* **WHAT TO WORK ON**
Once the line with "For each <instance>" is found in the entries below, repeat it and each following line exactly, up to and including the line with "positive clicks: (145, 74)". Add no other lines.
[DATA PROVIDED Boundary: Start]
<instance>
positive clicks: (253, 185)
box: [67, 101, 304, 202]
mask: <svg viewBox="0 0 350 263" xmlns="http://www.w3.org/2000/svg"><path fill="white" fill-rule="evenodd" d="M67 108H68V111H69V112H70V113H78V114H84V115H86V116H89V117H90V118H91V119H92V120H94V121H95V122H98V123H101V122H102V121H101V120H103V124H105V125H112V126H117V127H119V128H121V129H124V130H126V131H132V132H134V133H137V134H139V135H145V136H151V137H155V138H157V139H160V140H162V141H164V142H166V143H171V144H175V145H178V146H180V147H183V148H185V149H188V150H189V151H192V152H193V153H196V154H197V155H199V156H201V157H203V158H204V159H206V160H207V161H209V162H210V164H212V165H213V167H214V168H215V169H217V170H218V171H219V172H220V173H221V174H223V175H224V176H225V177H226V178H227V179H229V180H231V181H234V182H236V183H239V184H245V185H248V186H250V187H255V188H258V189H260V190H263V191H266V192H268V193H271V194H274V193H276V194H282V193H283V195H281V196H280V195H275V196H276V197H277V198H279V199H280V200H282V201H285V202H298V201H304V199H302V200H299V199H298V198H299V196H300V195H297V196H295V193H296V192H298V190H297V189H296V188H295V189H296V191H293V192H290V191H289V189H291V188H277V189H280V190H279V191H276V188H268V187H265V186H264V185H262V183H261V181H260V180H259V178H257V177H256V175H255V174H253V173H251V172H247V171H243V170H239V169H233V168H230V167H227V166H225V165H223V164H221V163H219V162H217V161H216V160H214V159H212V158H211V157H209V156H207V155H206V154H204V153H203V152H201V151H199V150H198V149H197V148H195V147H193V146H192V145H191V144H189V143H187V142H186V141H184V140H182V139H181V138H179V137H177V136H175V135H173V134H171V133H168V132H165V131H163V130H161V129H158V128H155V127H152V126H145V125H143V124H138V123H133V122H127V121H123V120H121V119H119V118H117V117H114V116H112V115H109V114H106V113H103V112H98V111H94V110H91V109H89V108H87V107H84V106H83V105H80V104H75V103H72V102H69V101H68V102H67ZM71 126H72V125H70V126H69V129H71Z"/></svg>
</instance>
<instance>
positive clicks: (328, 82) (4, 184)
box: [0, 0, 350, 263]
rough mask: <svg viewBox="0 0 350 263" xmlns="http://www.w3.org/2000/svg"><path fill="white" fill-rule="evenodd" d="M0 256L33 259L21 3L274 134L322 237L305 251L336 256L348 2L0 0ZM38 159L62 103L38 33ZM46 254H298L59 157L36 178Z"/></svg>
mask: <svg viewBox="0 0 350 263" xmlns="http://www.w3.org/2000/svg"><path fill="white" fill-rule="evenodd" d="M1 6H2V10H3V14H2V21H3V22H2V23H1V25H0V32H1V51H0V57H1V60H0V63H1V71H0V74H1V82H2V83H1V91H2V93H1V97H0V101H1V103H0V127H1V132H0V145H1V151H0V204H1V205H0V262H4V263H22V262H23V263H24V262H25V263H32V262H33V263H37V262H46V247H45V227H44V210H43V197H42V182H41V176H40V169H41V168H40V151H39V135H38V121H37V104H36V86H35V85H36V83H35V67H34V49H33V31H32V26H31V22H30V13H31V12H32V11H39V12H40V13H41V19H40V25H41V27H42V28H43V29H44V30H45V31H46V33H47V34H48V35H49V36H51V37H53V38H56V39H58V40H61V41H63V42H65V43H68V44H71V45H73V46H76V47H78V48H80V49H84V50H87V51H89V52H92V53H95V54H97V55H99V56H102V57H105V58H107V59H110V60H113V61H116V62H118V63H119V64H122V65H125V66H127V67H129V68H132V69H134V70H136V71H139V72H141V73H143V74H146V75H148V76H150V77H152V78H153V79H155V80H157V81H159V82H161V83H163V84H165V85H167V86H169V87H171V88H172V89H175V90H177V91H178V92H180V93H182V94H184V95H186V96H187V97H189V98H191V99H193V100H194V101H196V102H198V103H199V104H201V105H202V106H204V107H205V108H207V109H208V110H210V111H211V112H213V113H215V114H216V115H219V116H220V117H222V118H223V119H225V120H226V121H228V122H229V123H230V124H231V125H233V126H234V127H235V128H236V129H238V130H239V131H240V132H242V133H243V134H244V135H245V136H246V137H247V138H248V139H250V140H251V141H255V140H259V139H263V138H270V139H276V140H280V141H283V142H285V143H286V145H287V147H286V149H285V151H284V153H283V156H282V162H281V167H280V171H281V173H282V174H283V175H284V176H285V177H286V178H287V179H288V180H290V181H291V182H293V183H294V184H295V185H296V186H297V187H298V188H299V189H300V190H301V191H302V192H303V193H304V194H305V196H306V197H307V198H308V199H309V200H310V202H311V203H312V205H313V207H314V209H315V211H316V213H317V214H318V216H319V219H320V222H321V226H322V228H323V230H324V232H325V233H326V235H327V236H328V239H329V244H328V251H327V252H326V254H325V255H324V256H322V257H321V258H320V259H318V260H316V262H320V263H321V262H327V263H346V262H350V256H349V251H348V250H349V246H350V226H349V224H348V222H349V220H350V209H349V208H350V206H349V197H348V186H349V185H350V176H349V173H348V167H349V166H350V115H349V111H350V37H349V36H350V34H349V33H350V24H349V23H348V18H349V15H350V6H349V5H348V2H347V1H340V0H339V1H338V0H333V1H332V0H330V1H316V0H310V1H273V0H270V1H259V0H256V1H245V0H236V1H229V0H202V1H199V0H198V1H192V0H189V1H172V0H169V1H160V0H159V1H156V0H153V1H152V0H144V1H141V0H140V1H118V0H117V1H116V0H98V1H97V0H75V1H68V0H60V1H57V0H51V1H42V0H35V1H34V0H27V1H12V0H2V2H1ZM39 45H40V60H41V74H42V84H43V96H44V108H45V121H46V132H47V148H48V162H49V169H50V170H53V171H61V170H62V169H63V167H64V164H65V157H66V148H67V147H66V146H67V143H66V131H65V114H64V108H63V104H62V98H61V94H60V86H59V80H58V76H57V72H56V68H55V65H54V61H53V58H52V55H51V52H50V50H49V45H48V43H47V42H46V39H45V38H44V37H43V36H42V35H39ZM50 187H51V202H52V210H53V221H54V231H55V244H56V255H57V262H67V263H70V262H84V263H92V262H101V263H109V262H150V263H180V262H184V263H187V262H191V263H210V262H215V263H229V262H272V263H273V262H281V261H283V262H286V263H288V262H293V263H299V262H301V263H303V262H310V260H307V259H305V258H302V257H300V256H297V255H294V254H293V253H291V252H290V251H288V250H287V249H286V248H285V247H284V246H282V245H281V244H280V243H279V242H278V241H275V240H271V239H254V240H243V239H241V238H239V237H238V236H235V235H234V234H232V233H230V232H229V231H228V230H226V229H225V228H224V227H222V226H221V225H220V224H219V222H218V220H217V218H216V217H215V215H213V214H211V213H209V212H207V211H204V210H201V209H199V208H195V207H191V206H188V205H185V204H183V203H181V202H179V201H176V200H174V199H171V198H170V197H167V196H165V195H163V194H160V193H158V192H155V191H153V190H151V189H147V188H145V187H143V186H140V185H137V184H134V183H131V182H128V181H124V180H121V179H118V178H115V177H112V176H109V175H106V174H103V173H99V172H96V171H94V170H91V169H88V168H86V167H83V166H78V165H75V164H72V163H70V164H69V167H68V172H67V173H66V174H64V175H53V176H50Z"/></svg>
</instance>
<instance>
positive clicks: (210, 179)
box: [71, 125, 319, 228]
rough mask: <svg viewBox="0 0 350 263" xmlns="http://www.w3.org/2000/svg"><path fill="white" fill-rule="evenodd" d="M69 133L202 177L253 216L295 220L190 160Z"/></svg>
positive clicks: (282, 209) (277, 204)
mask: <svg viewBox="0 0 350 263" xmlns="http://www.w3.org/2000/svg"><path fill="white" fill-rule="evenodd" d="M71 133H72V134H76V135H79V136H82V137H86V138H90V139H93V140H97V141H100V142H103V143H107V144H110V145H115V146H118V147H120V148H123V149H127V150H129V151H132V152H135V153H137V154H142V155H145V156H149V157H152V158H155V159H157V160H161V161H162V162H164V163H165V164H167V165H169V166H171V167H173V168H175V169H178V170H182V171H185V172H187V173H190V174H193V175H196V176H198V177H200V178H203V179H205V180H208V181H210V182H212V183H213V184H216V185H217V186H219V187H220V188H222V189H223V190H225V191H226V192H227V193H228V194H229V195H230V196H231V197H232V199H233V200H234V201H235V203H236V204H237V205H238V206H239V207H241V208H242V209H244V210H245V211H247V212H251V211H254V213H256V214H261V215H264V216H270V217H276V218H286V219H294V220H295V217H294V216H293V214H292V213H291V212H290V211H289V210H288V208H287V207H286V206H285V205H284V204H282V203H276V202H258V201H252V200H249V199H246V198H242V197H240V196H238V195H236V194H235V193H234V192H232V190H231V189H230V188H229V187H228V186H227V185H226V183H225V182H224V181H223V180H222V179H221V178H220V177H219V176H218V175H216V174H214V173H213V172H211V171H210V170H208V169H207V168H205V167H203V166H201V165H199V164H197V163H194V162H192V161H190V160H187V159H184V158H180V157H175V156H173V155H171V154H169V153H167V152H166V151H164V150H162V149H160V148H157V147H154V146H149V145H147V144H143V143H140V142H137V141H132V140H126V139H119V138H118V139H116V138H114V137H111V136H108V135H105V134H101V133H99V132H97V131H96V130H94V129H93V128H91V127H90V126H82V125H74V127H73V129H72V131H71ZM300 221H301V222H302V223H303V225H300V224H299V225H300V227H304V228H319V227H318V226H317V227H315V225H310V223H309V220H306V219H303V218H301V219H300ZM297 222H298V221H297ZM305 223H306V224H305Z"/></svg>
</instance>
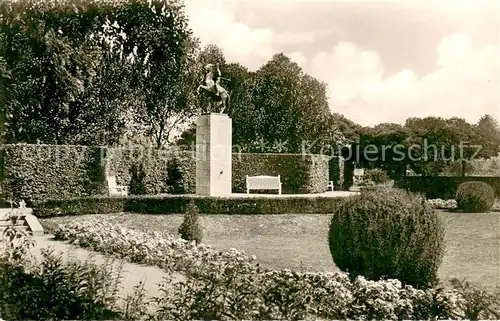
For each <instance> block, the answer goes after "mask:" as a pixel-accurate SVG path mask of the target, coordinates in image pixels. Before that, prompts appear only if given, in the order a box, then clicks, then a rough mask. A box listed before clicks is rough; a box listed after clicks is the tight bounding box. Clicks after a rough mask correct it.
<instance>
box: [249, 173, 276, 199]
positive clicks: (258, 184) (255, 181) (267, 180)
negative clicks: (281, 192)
mask: <svg viewBox="0 0 500 321" xmlns="http://www.w3.org/2000/svg"><path fill="white" fill-rule="evenodd" d="M252 189H253V190H259V189H260V190H278V194H280V195H281V179H280V175H278V176H265V175H260V176H248V175H247V194H250V190H252Z"/></svg>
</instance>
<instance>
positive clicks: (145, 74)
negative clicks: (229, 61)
mask: <svg viewBox="0 0 500 321" xmlns="http://www.w3.org/2000/svg"><path fill="white" fill-rule="evenodd" d="M128 9H129V10H133V9H135V8H134V7H130V8H128ZM124 17H125V18H126V19H124V21H123V23H124V28H125V29H126V30H127V38H126V39H123V40H122V41H121V45H122V46H123V48H124V54H127V55H128V54H133V55H134V60H135V61H136V64H135V65H134V67H135V70H136V72H135V77H134V81H133V83H132V88H134V89H135V90H137V93H138V95H139V96H140V97H141V98H142V102H143V103H142V104H140V105H139V106H138V109H137V121H138V122H139V123H141V124H145V125H146V126H147V128H148V130H147V132H148V134H150V135H151V136H152V137H153V140H154V143H155V145H156V147H157V148H162V147H163V146H165V144H166V143H168V141H169V139H170V138H171V137H170V136H171V133H172V131H173V130H174V129H175V128H177V127H178V126H179V125H180V124H182V123H183V122H185V121H186V120H187V119H189V118H190V117H192V116H193V114H194V113H195V111H196V107H195V101H194V99H195V97H194V90H193V87H195V85H196V83H197V79H196V52H197V48H198V41H197V39H195V38H194V37H193V35H192V31H191V30H190V29H189V28H188V20H187V16H186V15H185V12H184V7H183V5H182V4H181V3H179V2H177V1H174V2H169V4H168V6H167V5H165V3H164V2H163V1H153V2H152V3H151V5H150V7H149V10H145V11H141V12H140V15H139V14H138V13H136V14H135V15H130V14H129V12H127V14H126V15H125V14H124ZM144 21H146V22H147V23H144ZM127 26H133V28H132V27H131V28H127Z"/></svg>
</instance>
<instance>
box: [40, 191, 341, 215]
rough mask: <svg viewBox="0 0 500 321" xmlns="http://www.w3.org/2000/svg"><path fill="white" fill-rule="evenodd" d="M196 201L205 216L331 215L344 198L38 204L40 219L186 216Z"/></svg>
mask: <svg viewBox="0 0 500 321" xmlns="http://www.w3.org/2000/svg"><path fill="white" fill-rule="evenodd" d="M190 200H194V202H195V204H196V206H197V207H198V209H199V210H200V213H203V214H328V213H332V211H333V210H334V208H335V207H336V206H338V205H339V203H340V202H341V201H342V198H341V197H338V198H333V197H279V198H269V197H258V196H256V197H251V198H250V197H244V198H219V197H201V196H196V195H166V196H131V197H126V198H117V197H80V198H71V199H62V200H50V199H49V200H45V201H41V202H38V203H36V204H35V207H34V210H33V213H34V214H35V215H36V216H37V217H51V216H58V215H84V214H110V213H121V212H130V213H145V214H170V213H185V212H186V210H187V208H188V205H189V201H190Z"/></svg>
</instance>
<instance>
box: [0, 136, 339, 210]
mask: <svg viewBox="0 0 500 321" xmlns="http://www.w3.org/2000/svg"><path fill="white" fill-rule="evenodd" d="M2 159H3V163H2V164H0V165H2V166H3V168H2V170H3V174H4V182H5V186H6V189H7V195H8V197H11V198H13V199H24V200H26V201H28V202H29V201H38V200H42V199H46V198H58V199H63V198H71V197H81V196H99V195H106V194H107V183H106V181H105V179H106V176H105V174H106V172H110V173H113V174H114V175H116V180H117V183H118V184H119V185H128V186H129V187H130V192H131V193H132V194H134V195H158V194H164V193H169V194H190V193H194V192H195V184H196V159H195V154H194V152H192V151H166V150H157V149H144V148H136V149H133V148H107V147H102V148H101V147H87V146H69V145H57V146H56V145H28V144H17V145H6V146H5V150H4V157H3V158H2ZM339 170H340V168H339ZM328 171H329V167H328V157H327V156H324V155H300V154H240V153H238V154H233V159H232V183H233V192H245V191H246V189H245V188H246V187H245V184H246V180H245V177H246V175H251V176H252V175H281V179H282V183H283V193H319V192H324V191H325V190H326V186H327V180H328V175H329V174H328Z"/></svg>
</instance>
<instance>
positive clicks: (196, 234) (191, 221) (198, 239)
mask: <svg viewBox="0 0 500 321" xmlns="http://www.w3.org/2000/svg"><path fill="white" fill-rule="evenodd" d="M199 212H200V211H199V210H198V207H197V206H196V204H195V202H194V201H193V200H191V201H189V207H188V210H187V212H186V214H184V220H183V221H182V224H181V226H180V227H179V236H180V237H181V238H182V239H184V240H186V241H195V242H196V244H200V243H201V240H202V238H203V230H202V228H201V222H200V218H199Z"/></svg>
[DATA PROVIDED Boundary: End]
* **OUTPUT FOR THIS TASK**
For each <instance> block, the answer goes after "mask:" as a pixel-accurate SVG path mask of the target, coordinates in image pixels. Before that, prompts appear only if given, in the order a box, then clicks, then a rough mask. A box listed before clicks is rough; a box listed after clicks is the tight bounding box. Clicks after a rough mask correct it.
<instance>
box: [249, 173, 276, 199]
positive clicks: (258, 184) (255, 181) (267, 180)
negative clicks: (281, 192)
mask: <svg viewBox="0 0 500 321" xmlns="http://www.w3.org/2000/svg"><path fill="white" fill-rule="evenodd" d="M252 189H253V190H259V189H260V190H278V194H280V195H281V179H280V175H278V176H265V175H260V176H248V175H247V194H250V190H252Z"/></svg>
</instance>
<instance>
positive clicks: (145, 74)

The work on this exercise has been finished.